> Exercise goal
Copy every one of the records below word for word, keeping each line unchanged.

> Supplied material
= = =

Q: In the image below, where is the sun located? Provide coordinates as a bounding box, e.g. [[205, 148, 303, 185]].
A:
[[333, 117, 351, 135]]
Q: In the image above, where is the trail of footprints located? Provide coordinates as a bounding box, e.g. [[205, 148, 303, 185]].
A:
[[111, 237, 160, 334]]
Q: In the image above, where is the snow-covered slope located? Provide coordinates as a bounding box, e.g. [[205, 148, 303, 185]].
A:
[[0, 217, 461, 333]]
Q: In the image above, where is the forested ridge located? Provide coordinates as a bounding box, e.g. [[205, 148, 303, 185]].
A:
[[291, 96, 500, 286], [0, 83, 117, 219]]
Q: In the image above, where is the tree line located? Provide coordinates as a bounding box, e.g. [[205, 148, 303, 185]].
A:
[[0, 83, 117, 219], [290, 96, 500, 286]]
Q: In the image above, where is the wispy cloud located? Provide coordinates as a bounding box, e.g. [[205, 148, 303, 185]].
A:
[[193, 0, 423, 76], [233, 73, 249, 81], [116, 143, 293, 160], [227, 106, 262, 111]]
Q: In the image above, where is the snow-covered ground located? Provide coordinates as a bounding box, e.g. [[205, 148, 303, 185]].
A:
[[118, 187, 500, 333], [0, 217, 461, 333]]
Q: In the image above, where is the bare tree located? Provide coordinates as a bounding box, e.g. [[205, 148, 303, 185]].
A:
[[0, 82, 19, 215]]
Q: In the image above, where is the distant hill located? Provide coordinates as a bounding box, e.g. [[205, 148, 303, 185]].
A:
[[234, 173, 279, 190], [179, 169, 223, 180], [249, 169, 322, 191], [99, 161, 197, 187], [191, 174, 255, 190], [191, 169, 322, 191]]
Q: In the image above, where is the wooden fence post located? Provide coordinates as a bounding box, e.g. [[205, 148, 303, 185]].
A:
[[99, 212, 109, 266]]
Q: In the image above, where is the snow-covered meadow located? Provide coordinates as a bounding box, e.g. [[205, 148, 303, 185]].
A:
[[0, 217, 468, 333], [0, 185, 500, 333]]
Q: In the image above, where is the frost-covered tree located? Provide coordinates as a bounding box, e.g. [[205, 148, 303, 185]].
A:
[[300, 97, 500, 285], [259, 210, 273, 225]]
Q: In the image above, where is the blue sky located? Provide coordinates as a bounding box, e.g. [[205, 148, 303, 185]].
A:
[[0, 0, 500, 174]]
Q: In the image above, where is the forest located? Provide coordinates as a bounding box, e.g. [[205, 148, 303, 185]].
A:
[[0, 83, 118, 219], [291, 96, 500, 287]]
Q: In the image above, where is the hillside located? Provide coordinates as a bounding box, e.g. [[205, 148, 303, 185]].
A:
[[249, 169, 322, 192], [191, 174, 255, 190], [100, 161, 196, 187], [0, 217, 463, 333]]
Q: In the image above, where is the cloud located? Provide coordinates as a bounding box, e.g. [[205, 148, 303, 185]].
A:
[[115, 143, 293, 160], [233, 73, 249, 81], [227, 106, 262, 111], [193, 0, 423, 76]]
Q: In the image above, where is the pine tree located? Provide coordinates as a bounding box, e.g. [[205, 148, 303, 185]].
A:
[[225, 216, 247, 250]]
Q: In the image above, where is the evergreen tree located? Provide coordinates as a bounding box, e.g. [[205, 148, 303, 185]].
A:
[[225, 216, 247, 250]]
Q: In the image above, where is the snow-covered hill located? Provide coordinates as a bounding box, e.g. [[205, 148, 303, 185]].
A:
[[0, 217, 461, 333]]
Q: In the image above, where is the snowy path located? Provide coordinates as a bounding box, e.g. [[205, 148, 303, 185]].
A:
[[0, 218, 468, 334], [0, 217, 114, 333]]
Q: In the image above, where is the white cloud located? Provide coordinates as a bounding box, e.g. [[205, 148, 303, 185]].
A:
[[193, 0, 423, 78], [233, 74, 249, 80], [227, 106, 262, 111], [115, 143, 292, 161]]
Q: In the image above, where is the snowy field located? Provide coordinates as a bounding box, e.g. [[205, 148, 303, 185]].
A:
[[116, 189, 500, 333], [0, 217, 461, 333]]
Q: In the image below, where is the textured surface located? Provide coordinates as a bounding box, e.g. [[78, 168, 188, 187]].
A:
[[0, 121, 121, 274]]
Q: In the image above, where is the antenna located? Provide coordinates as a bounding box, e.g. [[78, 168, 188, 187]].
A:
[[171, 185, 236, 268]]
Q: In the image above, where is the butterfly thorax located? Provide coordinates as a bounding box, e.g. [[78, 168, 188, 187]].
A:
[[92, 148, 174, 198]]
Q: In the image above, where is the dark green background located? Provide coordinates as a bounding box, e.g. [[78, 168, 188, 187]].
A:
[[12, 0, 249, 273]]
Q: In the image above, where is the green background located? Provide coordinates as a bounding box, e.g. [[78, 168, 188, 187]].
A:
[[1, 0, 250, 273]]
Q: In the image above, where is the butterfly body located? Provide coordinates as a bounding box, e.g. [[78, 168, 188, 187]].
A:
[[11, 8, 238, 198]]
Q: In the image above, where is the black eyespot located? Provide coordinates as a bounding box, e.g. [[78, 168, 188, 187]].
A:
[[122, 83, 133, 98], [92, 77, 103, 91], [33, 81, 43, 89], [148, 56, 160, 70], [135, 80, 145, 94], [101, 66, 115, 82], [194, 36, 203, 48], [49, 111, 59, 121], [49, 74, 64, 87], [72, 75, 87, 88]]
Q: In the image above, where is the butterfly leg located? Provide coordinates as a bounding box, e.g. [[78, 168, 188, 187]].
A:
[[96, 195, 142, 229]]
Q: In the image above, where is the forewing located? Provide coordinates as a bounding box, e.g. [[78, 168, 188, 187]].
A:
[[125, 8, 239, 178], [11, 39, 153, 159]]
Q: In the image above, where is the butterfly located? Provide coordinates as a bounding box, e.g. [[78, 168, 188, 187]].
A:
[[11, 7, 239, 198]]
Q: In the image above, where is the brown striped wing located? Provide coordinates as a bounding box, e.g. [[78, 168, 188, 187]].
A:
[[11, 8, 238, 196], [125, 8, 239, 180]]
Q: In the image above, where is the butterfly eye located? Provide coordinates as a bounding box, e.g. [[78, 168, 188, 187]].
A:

= = =

> In response
Q: In the image below, where is the sun located? Provide coordinates as a bounding box, e.g. [[205, 148, 303, 185]].
A:
[[333, 117, 351, 135]]
Q: In the image above, where is the trail of footprints located? Provide coordinates as a bounding box, e.g. [[205, 148, 303, 185]].
A:
[[111, 237, 160, 334]]
Q: In the image above, where is the snow-covered slope located? Provide coordinates as a bounding box, e.g. [[205, 148, 303, 185]].
A:
[[0, 217, 461, 333]]
Q: In the image above, where is the forested ridge located? Provide coordinates as a bounding box, e.g. [[205, 148, 303, 185]].
A:
[[291, 96, 500, 286], [0, 83, 117, 219]]
Q: In the image above, where is the tree line located? Provide coordinates as a bounding box, e.g. [[205, 148, 303, 185]].
A:
[[0, 83, 117, 219], [290, 96, 500, 286]]
Q: In the image above, where is the wispy cloud located? Provide coordinates as a bounding box, e.g. [[205, 148, 303, 185]].
A:
[[193, 0, 423, 76], [233, 73, 249, 81], [116, 143, 293, 160], [227, 106, 262, 111]]
Q: In the image above, where is the snow-covered ground located? Provide coordinates as a bounding box, e.g. [[205, 148, 303, 185]].
A:
[[118, 187, 500, 333], [0, 217, 461, 333]]
Q: In the image above, where is the bare tree located? Provide coordinates as a bounding box, e.g. [[205, 148, 303, 185]].
A:
[[0, 82, 19, 215]]
Q: In the image above, where is the distant hill located? Provide coordinates as a bounding box, e.g. [[205, 148, 303, 185]].
A:
[[234, 173, 279, 190], [179, 169, 223, 180], [249, 169, 322, 191], [99, 161, 197, 187], [191, 174, 255, 190], [191, 169, 322, 191]]
Q: In the image above, where is the wooden fence post located? Provide coordinates as a bounding box, e.g. [[205, 148, 303, 185]].
A:
[[99, 212, 109, 266]]
Q: In the image above, where is the snow-covered meadow located? Provide coordinates as a bounding box, e.g. [[205, 148, 303, 185]].
A:
[[0, 217, 468, 333], [0, 185, 500, 333]]
Q: In the image above, where is the frost-covered tree located? Provide coordinates as a bounding box, e.g. [[205, 148, 303, 185]].
A:
[[300, 97, 500, 285], [259, 210, 273, 225]]
Q: In the image above, where is the blue sky located? Provide coordinates as a bounding box, e.g. [[205, 148, 303, 185]].
A:
[[0, 0, 500, 174]]
Q: In the image above, where is the forest located? Provide coordinates as a bounding box, e.g. [[205, 148, 303, 185]].
A:
[[0, 83, 118, 219], [291, 96, 500, 287]]
Q: In the image above, where is the hillside located? Provide coordinates as a bounding box, e.g. [[205, 148, 303, 185]].
A:
[[249, 169, 322, 192], [191, 174, 255, 190], [100, 161, 196, 187], [0, 217, 463, 333]]
Q: In the image above, where is the cloud located? Provide coordinates as a bounding box, e.g. [[205, 148, 303, 185]].
A:
[[115, 143, 293, 160], [233, 73, 249, 81], [227, 106, 262, 111], [193, 0, 423, 76]]
Q: In the image above, where is the pine tree located? Provide coordinates as a bounding box, e.g. [[205, 148, 303, 185]].
A:
[[225, 216, 247, 250]]
Q: In the image above, where is the evergreen tree located? Provide coordinates as a bounding box, e.g. [[205, 148, 303, 185]].
A:
[[225, 216, 247, 250]]
Q: In the image above, where is the snow-covered hill located? Provide coordinates as a bounding box, e.g. [[205, 148, 303, 185]].
A:
[[0, 217, 461, 333]]
Q: In the image above, where is the snowy path located? Provide coordinates as a bounding box, e.g. [[205, 148, 303, 185]].
A:
[[0, 218, 468, 334], [0, 217, 114, 333]]
Q: In the image above, where is the white cloud located? Provide coordinates as a bounding box, e.g. [[205, 148, 303, 185]].
A:
[[193, 0, 423, 78], [233, 74, 249, 80], [227, 106, 262, 111], [115, 143, 292, 161]]
Q: In the image above, where is the snowy field located? Provide coordinates as a bounding box, e.g. [[205, 148, 303, 185]].
A:
[[116, 189, 500, 333], [0, 217, 461, 333]]
Q: In the image below, where is the textured surface located? Provide coordinates as a bounding box, e.g. [[78, 168, 188, 187]].
A:
[[0, 121, 121, 274]]
Q: In the image above, where is the antenna located? Provide coordinates as a bounding box, e.g. [[78, 168, 188, 187]].
A:
[[171, 185, 236, 268]]
Q: In the image above, where is the butterfly thorax located? Provide coordinates as a bounding box, e.g. [[78, 168, 188, 187]].
A:
[[92, 148, 174, 198]]
Q: In the image above, where is the dark green background located? Provide coordinates as a bounding box, e.g. [[78, 168, 188, 187]].
A:
[[12, 0, 249, 273]]
Q: In the image above, where is the green background located? Provide coordinates as a bounding box, e.g. [[78, 168, 188, 187]].
A:
[[1, 0, 250, 273]]
Q: In the image above, where is the butterfly body located? Provide coordinates as a bounding box, e.g. [[78, 168, 188, 187]].
A:
[[11, 8, 238, 198]]
Q: In the image above, where is the black eyespot located? Provide coordinates as a bounding box, e.g. [[78, 168, 188, 187]].
A:
[[122, 83, 133, 98], [92, 77, 103, 91], [33, 81, 43, 89], [148, 56, 160, 70], [135, 80, 145, 94], [101, 66, 115, 82], [194, 36, 203, 48], [49, 111, 59, 121], [49, 74, 64, 87], [72, 75, 87, 88]]
Q: In the image above, where is the butterfly leg located? Provide coordinates as a bounding box, e.g. [[78, 168, 188, 187]].
A:
[[96, 195, 142, 229]]
Q: In the image above, where is the forewing located? Provide coordinates as a bounding box, e.g. [[78, 168, 188, 187]].
A:
[[125, 8, 239, 178], [11, 39, 153, 159]]
Q: In the image above, where is the butterfly located? Provide coordinates as a bounding box, e.g. [[78, 168, 188, 187]].
A:
[[11, 7, 239, 198]]
Q: In the image above, where is the brown striped wing located? Provide coordinates as a bounding box, e.g. [[78, 168, 188, 187]].
A:
[[11, 8, 238, 196], [125, 8, 239, 180]]
Q: In the image above, where is the butterfly eye located? Provide coordinates as a bounding box, e.g. [[78, 168, 188, 187]].
A:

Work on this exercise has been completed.